── STUDY TEXT

Yellen claims she didn’t ‘understand’ inflation threat

Treasury Secretary Janet Yellen testifies before the House Financial Services Committee in the Rayburn House Office Building on Capitol Hill on May 12, 2022 in Washington, DC. While Yellen was before the committee to talk about the Financial Stability Oversight Council's annual report, she was asked about the U.S. response to the Russian invasion of Ukraine and abortion. (Photo by Chip Somodevilla/Getty Images)
Treasury Secretary Janet Yellen testifies before the House Financial Services Committee in the Rayburn House Office Building on Capitol Hill on May 12, 2022 in Washington, DC. While Yellen was before the committee to talk about the Financial Stability Oversight Council's annual report, she was asked about the U.S. response to the Russian invasion of Ukraine and abortion. Photo credit (Photo by Chip Somodevilla/Getty Images)

“There have been unanticipated and large shocks to the economy that have boosted energy and food prices and supply bottlenecks that have impacted our economy badly that at the time I didn’t fully understand,” said U.S. Treasury Secretary Janet Yellen this week regarding statements she made last year.

Back then, she said there was a “small risk” of inflation and that she did not “anticipate that its going to be a problem.” Yet, over the 12-month period ending this April, the Consumer Price Index rose by 8.3% before seasonal adjustment.

Yellen told CNN’s Wolf Blitzer that she was “wrong then about um, the path that inflation, um, would take,” this year.

────
── PROVIDED MATERIAL

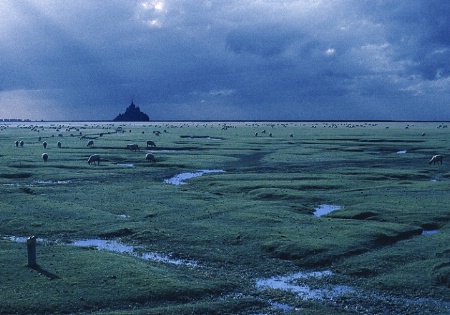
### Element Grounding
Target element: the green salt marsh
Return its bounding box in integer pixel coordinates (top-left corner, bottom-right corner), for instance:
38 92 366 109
0 122 450 314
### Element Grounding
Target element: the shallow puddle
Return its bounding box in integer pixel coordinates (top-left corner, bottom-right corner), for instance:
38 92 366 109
4 236 198 267
256 270 354 300
422 230 439 235
314 204 342 217
164 170 225 186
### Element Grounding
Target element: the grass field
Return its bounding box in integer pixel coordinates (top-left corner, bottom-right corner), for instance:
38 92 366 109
0 122 450 315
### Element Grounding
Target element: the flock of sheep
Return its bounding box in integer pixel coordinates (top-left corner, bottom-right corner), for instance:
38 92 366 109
14 137 156 165
8 125 447 165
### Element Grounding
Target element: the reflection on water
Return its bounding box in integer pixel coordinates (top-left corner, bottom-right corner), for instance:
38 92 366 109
422 230 439 235
5 236 197 267
256 270 354 300
69 239 197 267
164 170 225 186
314 204 342 217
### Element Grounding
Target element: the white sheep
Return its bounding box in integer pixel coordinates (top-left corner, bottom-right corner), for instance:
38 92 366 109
127 143 139 151
145 153 156 163
428 154 444 165
88 154 100 165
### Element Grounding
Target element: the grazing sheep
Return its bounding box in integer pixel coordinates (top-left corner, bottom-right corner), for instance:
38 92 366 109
88 154 100 165
428 155 444 165
127 143 139 151
147 140 156 148
145 153 156 163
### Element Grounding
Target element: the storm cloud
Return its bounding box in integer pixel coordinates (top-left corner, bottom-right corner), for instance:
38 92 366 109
0 0 450 120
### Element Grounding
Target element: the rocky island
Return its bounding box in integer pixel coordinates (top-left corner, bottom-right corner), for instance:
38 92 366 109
113 101 150 121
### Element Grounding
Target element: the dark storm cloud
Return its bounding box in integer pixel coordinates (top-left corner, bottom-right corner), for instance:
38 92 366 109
0 0 450 119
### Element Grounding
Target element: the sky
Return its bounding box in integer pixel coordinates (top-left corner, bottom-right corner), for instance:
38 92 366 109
0 0 450 121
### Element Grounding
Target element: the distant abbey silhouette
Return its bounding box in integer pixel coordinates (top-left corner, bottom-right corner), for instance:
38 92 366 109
113 100 150 121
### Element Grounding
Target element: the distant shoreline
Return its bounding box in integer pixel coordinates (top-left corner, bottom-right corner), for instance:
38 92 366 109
0 119 450 124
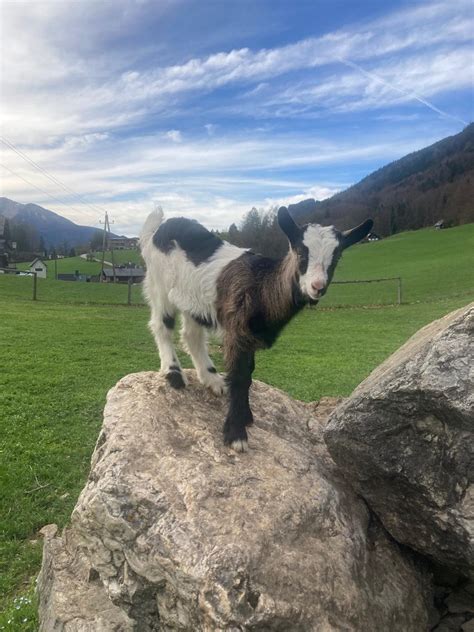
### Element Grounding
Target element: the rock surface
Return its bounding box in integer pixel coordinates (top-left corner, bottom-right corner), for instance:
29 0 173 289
325 304 474 575
39 372 429 632
37 525 135 632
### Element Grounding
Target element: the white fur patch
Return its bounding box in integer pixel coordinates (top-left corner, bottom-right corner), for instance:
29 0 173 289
300 224 339 299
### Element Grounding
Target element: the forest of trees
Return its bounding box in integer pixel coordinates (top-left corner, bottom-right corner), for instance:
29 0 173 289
219 207 288 257
3 218 103 263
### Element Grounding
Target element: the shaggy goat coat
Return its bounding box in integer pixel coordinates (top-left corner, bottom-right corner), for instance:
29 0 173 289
140 207 372 451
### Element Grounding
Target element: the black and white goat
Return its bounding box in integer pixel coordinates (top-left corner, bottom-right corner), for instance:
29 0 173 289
140 207 373 452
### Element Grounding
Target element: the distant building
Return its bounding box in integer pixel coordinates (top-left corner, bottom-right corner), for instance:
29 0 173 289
367 233 381 241
107 237 138 250
28 257 48 279
102 266 145 283
58 270 91 282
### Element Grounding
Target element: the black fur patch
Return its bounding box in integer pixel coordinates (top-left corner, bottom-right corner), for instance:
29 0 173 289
191 314 214 329
153 217 224 266
166 369 186 389
163 314 175 329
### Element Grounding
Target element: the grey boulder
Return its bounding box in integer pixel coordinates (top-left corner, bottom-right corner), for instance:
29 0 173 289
324 304 474 575
39 371 430 632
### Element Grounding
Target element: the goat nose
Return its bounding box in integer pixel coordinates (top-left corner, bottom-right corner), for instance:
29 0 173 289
311 281 324 292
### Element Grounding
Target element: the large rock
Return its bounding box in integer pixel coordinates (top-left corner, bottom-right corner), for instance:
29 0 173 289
39 372 429 632
325 304 474 574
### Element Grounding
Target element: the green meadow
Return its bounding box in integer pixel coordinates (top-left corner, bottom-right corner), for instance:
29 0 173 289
0 224 474 632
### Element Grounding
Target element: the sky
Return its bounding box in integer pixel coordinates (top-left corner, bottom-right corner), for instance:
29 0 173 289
0 0 474 235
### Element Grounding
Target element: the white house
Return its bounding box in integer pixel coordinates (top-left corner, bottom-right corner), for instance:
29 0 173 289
28 257 48 279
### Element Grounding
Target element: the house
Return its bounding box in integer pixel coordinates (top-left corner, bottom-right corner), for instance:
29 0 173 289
108 237 138 250
28 257 48 279
367 233 380 241
102 266 145 283
58 270 91 282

────

** CHECK YOUR UNDERSTANDING **
(1) In the article on Janet Yellen, by how much did the Consumer Price Index rise over the 12-month period ending in April?
(2) Summarize the article on Janet Yellen in two sentences.
(3) Continue the article on Janet Yellen from the point where it ends.

** ANSWERS BY ITEM NUMBER **
(1) It rose by 8.3% before seasonal adjustment.

(2) Treasury Secretary Janet Yellen said this week that, when she made statements last year, she did not fully understand the unanticipated shocks that boosted energy and food prices and caused supply bottlenecks. She had called inflation a "small risk," yet the Consumer Price Index rose 8.3% over the 12 months ending this April, and she told CNN's Wolf Blitzer she was wrong about the path inflation would take.

(3)
While supply chain issues related to the COVID-19 pandemic could have been expected in 2021, Russia’s invasion of Ukraine has also put pressure on the supply chain and world economy since it began in February. President Joe Biden announced Thursday new measures to make Russia a “global financial pariah,” with sanctions in an effort to put a stop to the invasion.

Now, the Federal Reserve Bank is working to bring inflation down through interest rate hikes. When these rates increase, it becomes harder to borrow money and the economy slows down. This slowdown is expected to regulate the price of goods.

“It’s up to them to decide what to do,” said Yellen of the Federal Reserve Bank, or Fed. She said she would not comment on the Fed’s policies and that Fed Chair Jerome Powell believes they can bring inflation down.

As of Wednesday, the Fed had already enacted two rate increases totaling 75 basis points, including a 50 basis point increase in May, according to CNBC. A basis point equals 0.01%, the outlet explained.

San Francisco Federal Reserve President Mary Daly said Wednesday she backs raising interest rates until inflation comes down to a reasonable level. Federal Reserve Vice Chair Lael Brainard said Thursday she also expects the central bank to continue rate hikes until inflation comes down, CNBC reported.

“Right now, it’s very hard to see the case for a pause,” she told the outlet. “We’ve still got a lot of work to do to get inflation down to our 2% target.”

This month, the Fed also began “reducing the asset holdings on its nearly $9 trillion balance sheet,” said CNBC. “By September, the balance sheet reduction will be as much as $95 billion a month,” which Brainard said will equate to two or three more rate hikes.

Biden also said this week that he is relying on the Fed to bring down inflation.

Yellen told Blitzer the Biden administration is working to lower the costs of prescription drugs, healthcare costs and utility bills as additional ways to help tame inflation.

Though inflation remains high – and gas prices climb higher – there are signs that inflation could slow. For example, the Consumer Price Index increased less in April than it did in March.

“There is more work to do and tackling inflation is my top economic priority,” Biden said last week. “My plan is to give The Federal Reserve the independence it needs to do its job, lower families’ costs, and lower the federal deficit.”